> [Required work]: Update the entries below by replacing every "innermost" with "central" and leaving all other text unchanged. Omit the pictures from your answer.

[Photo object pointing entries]
################

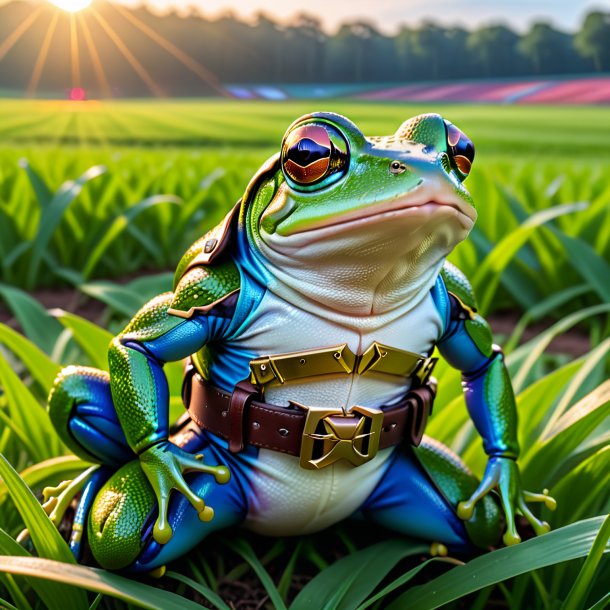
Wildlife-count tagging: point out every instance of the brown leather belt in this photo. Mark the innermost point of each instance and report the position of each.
(241, 418)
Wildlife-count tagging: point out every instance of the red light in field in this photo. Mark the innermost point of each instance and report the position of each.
(78, 94)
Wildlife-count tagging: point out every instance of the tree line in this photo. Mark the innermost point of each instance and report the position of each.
(265, 51)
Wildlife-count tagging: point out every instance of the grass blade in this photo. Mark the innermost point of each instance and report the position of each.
(39, 365)
(92, 338)
(570, 542)
(33, 318)
(46, 538)
(348, 582)
(50, 593)
(119, 224)
(206, 592)
(578, 593)
(28, 415)
(52, 216)
(241, 547)
(94, 579)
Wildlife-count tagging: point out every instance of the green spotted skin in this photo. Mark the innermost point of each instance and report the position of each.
(477, 327)
(479, 331)
(422, 129)
(456, 483)
(498, 395)
(118, 516)
(457, 283)
(71, 388)
(202, 286)
(133, 386)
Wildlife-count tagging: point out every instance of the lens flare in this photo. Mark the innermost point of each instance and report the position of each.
(72, 6)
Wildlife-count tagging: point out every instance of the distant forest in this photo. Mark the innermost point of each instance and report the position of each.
(264, 51)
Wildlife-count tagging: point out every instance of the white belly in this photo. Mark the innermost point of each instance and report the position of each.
(287, 499)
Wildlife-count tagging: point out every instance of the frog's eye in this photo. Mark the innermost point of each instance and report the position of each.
(312, 152)
(460, 149)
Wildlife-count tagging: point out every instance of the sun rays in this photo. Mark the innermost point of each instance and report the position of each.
(71, 6)
(92, 43)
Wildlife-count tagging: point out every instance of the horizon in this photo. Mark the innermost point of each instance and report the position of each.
(389, 15)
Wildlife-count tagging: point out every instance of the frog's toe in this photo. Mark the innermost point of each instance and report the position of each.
(118, 517)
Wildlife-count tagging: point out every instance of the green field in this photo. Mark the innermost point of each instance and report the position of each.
(95, 193)
(515, 131)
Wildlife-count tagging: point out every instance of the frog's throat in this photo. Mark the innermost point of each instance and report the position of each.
(372, 269)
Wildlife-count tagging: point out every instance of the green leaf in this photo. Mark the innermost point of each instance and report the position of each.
(40, 366)
(487, 277)
(123, 300)
(578, 593)
(119, 224)
(48, 472)
(587, 263)
(241, 547)
(544, 457)
(348, 582)
(50, 593)
(531, 351)
(93, 579)
(92, 338)
(52, 215)
(34, 319)
(602, 604)
(27, 415)
(565, 544)
(42, 191)
(405, 578)
(46, 538)
(206, 592)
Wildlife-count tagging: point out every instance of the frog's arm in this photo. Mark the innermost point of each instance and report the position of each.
(168, 328)
(466, 344)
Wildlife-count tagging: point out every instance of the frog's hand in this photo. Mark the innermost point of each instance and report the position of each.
(466, 343)
(170, 327)
(502, 475)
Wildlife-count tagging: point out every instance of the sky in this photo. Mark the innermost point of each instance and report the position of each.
(390, 14)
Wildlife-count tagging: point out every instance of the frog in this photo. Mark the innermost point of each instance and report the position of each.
(308, 321)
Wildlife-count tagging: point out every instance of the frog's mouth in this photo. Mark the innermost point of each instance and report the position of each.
(396, 209)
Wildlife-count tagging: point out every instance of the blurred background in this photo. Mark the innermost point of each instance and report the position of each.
(129, 128)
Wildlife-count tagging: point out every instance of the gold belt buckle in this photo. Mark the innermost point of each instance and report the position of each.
(332, 434)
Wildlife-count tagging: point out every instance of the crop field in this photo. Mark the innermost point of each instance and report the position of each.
(98, 201)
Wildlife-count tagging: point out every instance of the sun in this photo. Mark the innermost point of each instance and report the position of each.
(72, 6)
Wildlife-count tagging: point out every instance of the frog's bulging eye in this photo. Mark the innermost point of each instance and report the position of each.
(312, 152)
(396, 167)
(460, 150)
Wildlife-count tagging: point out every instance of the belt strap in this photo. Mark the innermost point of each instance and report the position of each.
(242, 419)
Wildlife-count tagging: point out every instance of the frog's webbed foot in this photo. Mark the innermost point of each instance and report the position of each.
(57, 500)
(164, 464)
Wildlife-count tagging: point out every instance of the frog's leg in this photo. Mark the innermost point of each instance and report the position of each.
(419, 494)
(120, 531)
(82, 411)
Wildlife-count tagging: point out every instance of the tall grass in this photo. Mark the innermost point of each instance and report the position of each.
(564, 430)
(78, 216)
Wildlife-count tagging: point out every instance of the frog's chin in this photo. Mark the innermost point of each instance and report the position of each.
(463, 215)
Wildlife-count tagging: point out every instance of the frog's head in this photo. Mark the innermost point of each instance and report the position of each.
(336, 204)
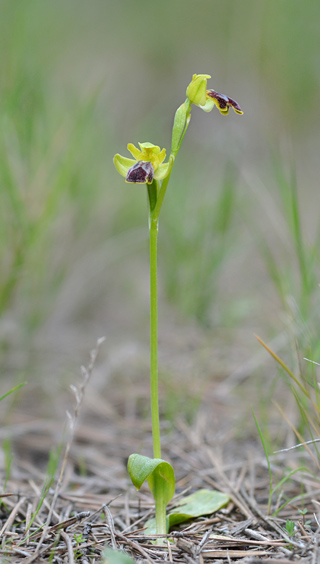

################

> [Completed task]:
Wildlife-count tagging: point out every instance of the brown leather belt in this photo. Mark the central point of each instance and report the position of each.
(241, 418)
Wildlife-count tagging: point out every instance of the red light in field in this photo. Mark the central point of each instance and report the position of each.
(78, 94)
Wildlife-count tagging: point out every instance of the tree line in this photo. Mark the central point of each instance and report the position of each.
(265, 51)
Wildlife-count tagging: point out every instance of the grass blade in this photo. Mark the central point of each instance and report the position of each.
(39, 365)
(92, 338)
(570, 542)
(33, 318)
(46, 538)
(348, 582)
(50, 593)
(119, 224)
(206, 592)
(578, 593)
(28, 415)
(52, 216)
(241, 547)
(94, 579)
Wildlife-count tagging: point out every instance of the green spotted skin in this photo. Mark the central point of each instance and report the position of each.
(477, 327)
(479, 331)
(422, 129)
(456, 483)
(498, 395)
(118, 516)
(457, 283)
(71, 388)
(202, 286)
(133, 386)
Wildlife-count tagging: point out every instance of the lens flare in this photo. Mark the central point of each instance and report the position of each.
(72, 6)
Wildlife-count tagging: point out every instance of the distant forest in this photo. Mark the central point of each instance and report the position of each.
(264, 51)
Wildlife-count tagging: point out every instance of the white belly in this photo. Mark the central point of each instance and report the position of each.
(287, 499)
Wildlife-count tagging: point out every instance of the frog's eye in this photo. Mark the central point of each instance and report the position of each.
(312, 152)
(460, 149)
Wildlife-count tagging: point out every instance of the sun rays in this photo. Mark the central point of each instance and report the position of each.
(71, 6)
(92, 43)
Wildlife-count tagging: point out every instance of the horizon in this photo. Mark the central point of each instance and report the position of each.
(389, 15)
Wildlife-count tagging: point out every instance of the frog's toe in this photo. Mark the central point of each instance and report the position of each.
(118, 517)
Wildlife-count tagging: point out every instance of the green field in this photo. Mark the central point of each instance and report the position of each.
(95, 193)
(515, 131)
Wildlife-count tagging: point out every instance of the frog's throat in this photo. Mark the central point of each instance and report the position of each.
(372, 269)
Wildlife-count tagging: point out every instance of the green leaf in this photo. Mark the central point of each instance and report the position of each.
(40, 366)
(487, 277)
(123, 300)
(578, 593)
(119, 224)
(48, 472)
(587, 263)
(241, 547)
(544, 457)
(348, 582)
(50, 593)
(531, 351)
(93, 579)
(92, 338)
(52, 215)
(34, 319)
(602, 604)
(27, 415)
(565, 544)
(42, 191)
(405, 578)
(46, 538)
(206, 592)
Wildlife-count tagging: point out every instance of the frog's arm in this photo. Mark the central point of each instance and report the position of each.
(168, 328)
(466, 344)
Wildlife-count tagging: point out every instance of the frog's hand in this photo. Mark the central point of each instance and report the position of each.
(466, 343)
(170, 327)
(502, 475)
Wildlife-count tagging: point out every instance of the sky in this photo. Mark the central point of each instance and report the position of each.
(390, 14)
Wildlife-count tagging: point out every instance of the frog in this photo. Mark the central point of each instance and report the position of each.
(308, 321)
Wildlife-count tagging: point out every instance of the frog's mouth in this photo. Mark the central point of each instance and report the position of each.
(396, 209)
Wildlife-count tagging: point out every instance of the blurred background in this photo. Mark the central point of each instance and report the position of each.
(129, 128)
Wildlife-count tagging: point out every instance of the gold belt buckle in this photo. Mark the central point of each instance and report the position of each.
(332, 434)
Wildlife-count tagging: point out every instance of the crop field in this photo. Mark the central point of each instance and report the position of each.
(98, 201)
Wildlife-count tagging: point out every instance of the sun in this photo. Mark the central point of each instance and report the position of each.
(72, 6)
Wildlife-count tagging: point out every instance of the frog's bulging eye in this photo. Mark the central point of each instance and report the position of each.
(312, 152)
(396, 167)
(460, 150)
Wildlife-count tagging: point out every instance of the belt strap in this photo. Mark the central point of each instance and report the position of each.
(242, 419)
Wildlife-count tagging: point out every instance of the frog's webbed foot in this photo. Mark the central point of each instance and report the position of each.
(57, 500)
(164, 464)
Wildlife-count tagging: point out every instance of the frog's leg in this photo. Mark the central point of each instance and report the position of each.
(419, 494)
(120, 531)
(82, 411)
Wildlife-count tagging: point out every instance of the tall grass in this photo. Mark the central point of each instance and report the position of each.
(564, 430)
(78, 216)
Wildlife-count tagging: point out every instance of the frog's chin in this photo. Mark the central point of each instance and report the position of each.
(463, 215)
Wildlife-count tagging: point out every instance of the frog's head in this photo. Mark the central point of each instance and report the position of each.
(336, 204)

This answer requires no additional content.